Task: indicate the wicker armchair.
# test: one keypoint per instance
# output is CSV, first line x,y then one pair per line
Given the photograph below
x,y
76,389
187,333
※
### JOB
Retype all of the lines above, character for character.

### ANSWER TO THE EXERCISE
Task: indicate the wicker armchair.
# test: one keypoint per instance
# output is CSV, first line x,y then one pair per line
Given the photograph below
x,y
76,389
187,333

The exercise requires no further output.